* **TEXT SEGMENT**:
------------------------------------------------

Thamizh Padam () is a 2010 Indian Tamil-language parody film written and directed by C. S. Amudhan in his directorial debut. The film stars Shiva and Disha Pandey. Thamizh Padam was the first full-length spoof in Tamil cinema. It parodies contemporary commercial films and actors in Tamil cinema, mocking the stereotypical scenes.

The film was distributed by Dhayanidhi Alagiri under the banner Cloud Nine Movies, and it was released on 29 January 2010. It won critical acclaim and commercial success at the box office. The film was later remade in Telugu as Sudigadu starring Allari Naresh. A sequel called Thamizh Padam 2 was confirmed and released in July 2018; however, it was not as successful.

Plot
In the Indian village of Cinemapatti, male infanticide is predominant, and all male babies are required to be killed immediately after birth. One such baby is headed for such a fate, until he "speaks" to his caretaker-grandmother (Paravai Muniyamma) and asks to be sent to Chennai on a goods train, where he plans to grow into a hero. The old woman complies, and takes the baby, named Shiva, to Chennai and raises him herself, living in the city's poorer section.

------------------------------------------------

* **Stored data**:
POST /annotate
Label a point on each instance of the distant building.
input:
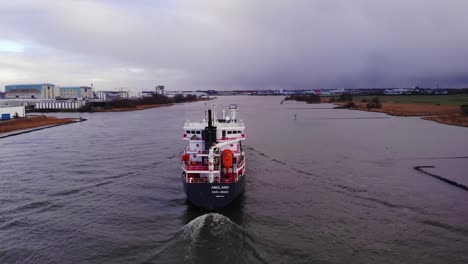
(147, 93)
(78, 92)
(112, 95)
(60, 104)
(28, 91)
(160, 89)
(7, 113)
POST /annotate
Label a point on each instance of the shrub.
(375, 103)
(345, 97)
(350, 104)
(464, 109)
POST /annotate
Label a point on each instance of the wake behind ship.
(214, 162)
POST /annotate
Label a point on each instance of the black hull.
(213, 196)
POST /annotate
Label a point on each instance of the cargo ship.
(213, 163)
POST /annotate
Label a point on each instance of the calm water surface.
(331, 186)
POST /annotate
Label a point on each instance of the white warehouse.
(7, 113)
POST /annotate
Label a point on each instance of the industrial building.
(76, 92)
(31, 91)
(7, 113)
(57, 104)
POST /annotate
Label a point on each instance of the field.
(453, 100)
(31, 122)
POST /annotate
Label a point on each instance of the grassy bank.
(454, 100)
(32, 122)
(123, 105)
(445, 109)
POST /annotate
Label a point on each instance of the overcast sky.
(235, 44)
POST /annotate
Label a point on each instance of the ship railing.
(216, 179)
(197, 167)
(194, 151)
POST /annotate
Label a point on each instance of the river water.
(323, 186)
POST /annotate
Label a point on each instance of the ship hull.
(213, 196)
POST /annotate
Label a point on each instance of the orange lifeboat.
(227, 158)
(186, 157)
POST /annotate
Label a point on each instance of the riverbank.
(32, 122)
(444, 114)
(125, 109)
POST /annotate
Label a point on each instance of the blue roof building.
(27, 91)
(78, 92)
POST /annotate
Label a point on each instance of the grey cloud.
(245, 44)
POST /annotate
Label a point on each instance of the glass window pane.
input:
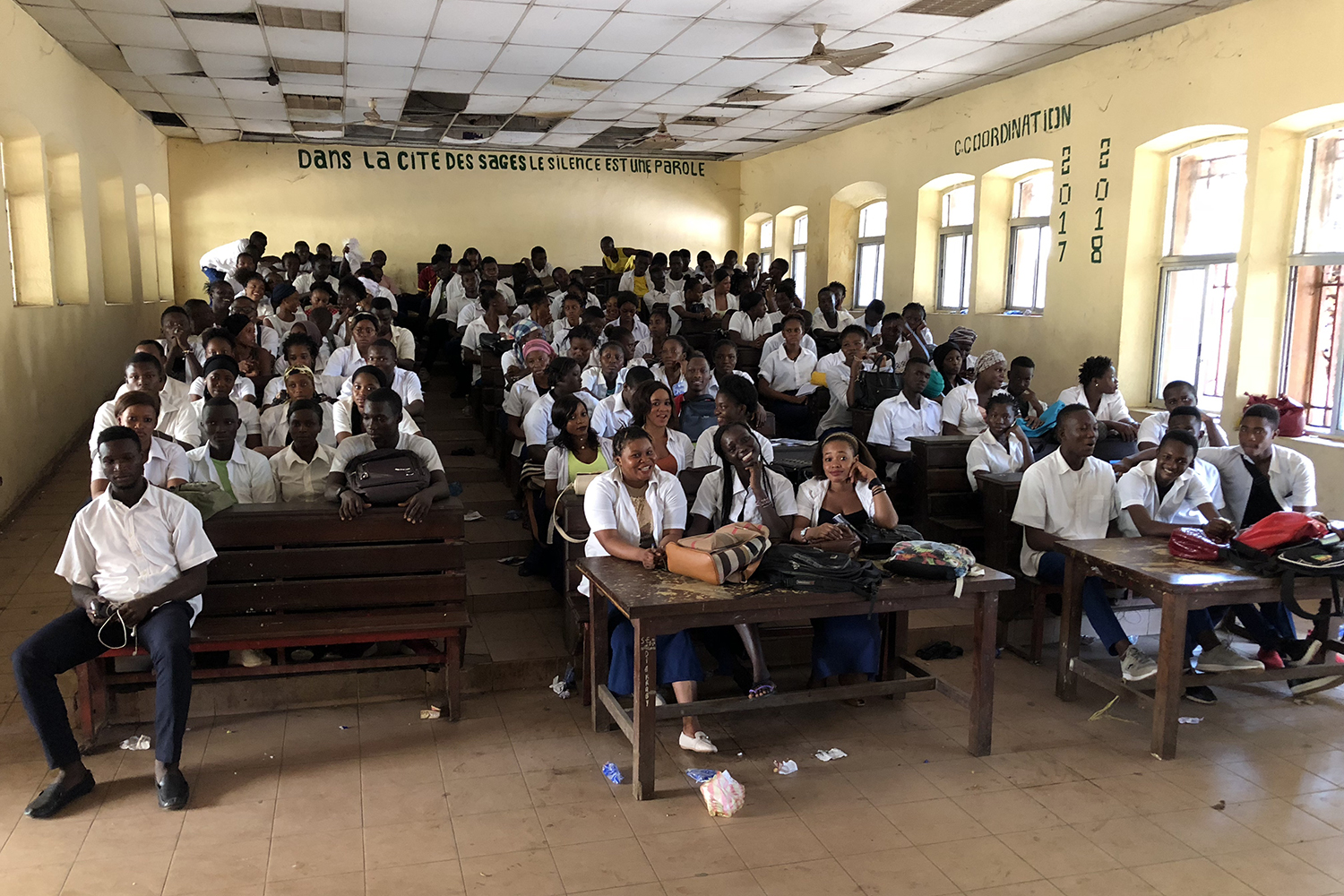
(873, 220)
(959, 206)
(1322, 222)
(1032, 195)
(1206, 212)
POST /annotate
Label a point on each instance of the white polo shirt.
(787, 375)
(895, 419)
(1180, 505)
(1292, 477)
(986, 454)
(744, 509)
(128, 551)
(1064, 503)
(300, 479)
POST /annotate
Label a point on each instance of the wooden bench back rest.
(301, 556)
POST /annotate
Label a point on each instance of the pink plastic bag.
(723, 794)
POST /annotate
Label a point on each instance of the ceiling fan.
(836, 62)
(661, 139)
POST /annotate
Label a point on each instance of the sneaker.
(1201, 694)
(1271, 659)
(1137, 665)
(1223, 659)
(701, 743)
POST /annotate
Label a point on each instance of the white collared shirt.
(895, 419)
(1064, 503)
(129, 551)
(744, 506)
(785, 374)
(249, 473)
(1292, 477)
(300, 479)
(167, 461)
(986, 454)
(1180, 505)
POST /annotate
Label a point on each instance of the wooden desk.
(659, 602)
(1145, 567)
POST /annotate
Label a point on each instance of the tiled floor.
(511, 801)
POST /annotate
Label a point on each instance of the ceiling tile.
(145, 61)
(306, 43)
(731, 73)
(223, 37)
(518, 59)
(500, 85)
(390, 77)
(602, 64)
(554, 27)
(140, 31)
(409, 18)
(478, 19)
(637, 30)
(222, 65)
(185, 85)
(715, 38)
(445, 81)
(66, 24)
(383, 50)
(460, 56)
(669, 70)
(196, 105)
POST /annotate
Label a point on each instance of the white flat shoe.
(701, 743)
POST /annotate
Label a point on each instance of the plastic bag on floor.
(723, 794)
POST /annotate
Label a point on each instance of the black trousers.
(70, 640)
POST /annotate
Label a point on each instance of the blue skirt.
(677, 659)
(846, 645)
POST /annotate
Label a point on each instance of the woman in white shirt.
(1098, 392)
(841, 495)
(632, 512)
(965, 406)
(166, 462)
(744, 489)
(785, 382)
(650, 410)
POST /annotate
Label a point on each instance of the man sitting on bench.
(136, 563)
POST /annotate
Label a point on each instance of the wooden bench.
(292, 575)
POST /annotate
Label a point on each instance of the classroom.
(628, 447)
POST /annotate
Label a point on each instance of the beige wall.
(75, 153)
(1236, 70)
(225, 191)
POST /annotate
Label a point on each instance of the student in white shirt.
(301, 466)
(166, 462)
(1179, 394)
(785, 381)
(382, 430)
(241, 471)
(1072, 495)
(1098, 390)
(1003, 447)
(965, 406)
(136, 560)
(632, 512)
(900, 417)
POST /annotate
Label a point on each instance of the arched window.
(871, 257)
(1203, 230)
(954, 246)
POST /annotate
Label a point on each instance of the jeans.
(70, 640)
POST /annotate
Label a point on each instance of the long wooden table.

------------------------------------------------

* **SET EXERCISE A**:
Answer these questions about the Thamizh Padam article:
(i) Who distributed the film, and under what banner?
(ii) What was the title of the Telugu remake?
(iii) What is the name of the village where the plot begins?
* **SET EXERCISE B**:
Continue the plot summary of the Thamizh Padam article, starting after its last sentence.

* **EXPECTED OUTPUT A**:
(i) Dhayanidhi Alagiri distributed it under the banner Cloud Nine Movies.
(ii) Sudigadu
(iii) Cinemapatti

* **EXPECTED OUTPUT B**:
On growing into manhood, Shiva (Shiva) gains a reputation by giving a massive entry by beating up extortionists by throwing them in the air and saving a rape victim; soon he is glorified as a "mass hero". He manages to defeat gangster Devaraj with a clever exchange of puns and a costumed associate. He spends his time hanging out, drinking and playing carrom with his gang of friends, composed of Nakul (M. S. Bhaskar), Bharath (Vennira Aadai Moorthy) and Siddharth (Manobala).

Shiva runs into a headstrong girl named Priya (Disha Pandey) whom he falls in love with. After learning of her hatred for men, he realises that she has dedicated her life to classical dance, learns Bharatanatyam over the course of a night, and performs an exaggerated dance sequence for her. She reciprocates his feelings, and the two start a relationship. Shiva is then challenged by Priya's rich and powerful father Kodeeswaran, who refuses to give his daughter to a poor man. Shiva swears to become a billionaire, and promptly does so, during the course of a 2:50-minute song.

Kodeeswaran accepts Shiva as a suitor, and fixes his engagement to Priya. During the ceremony, Shiva hears a passing comment that he does not know his own father. Offended, he travels to Cinemapatti, accompanied by Bharath, to learn his roots. After encountering a host of Tamil-cinema stereotypes of several decades ago, he succeeds in uniting with his family when a woman (revealed to be Shiva's father's concubine) leads him to his father, mother and sister. He finds them when they sing their "family song" (the Michael Learns to Rock number, "Someday").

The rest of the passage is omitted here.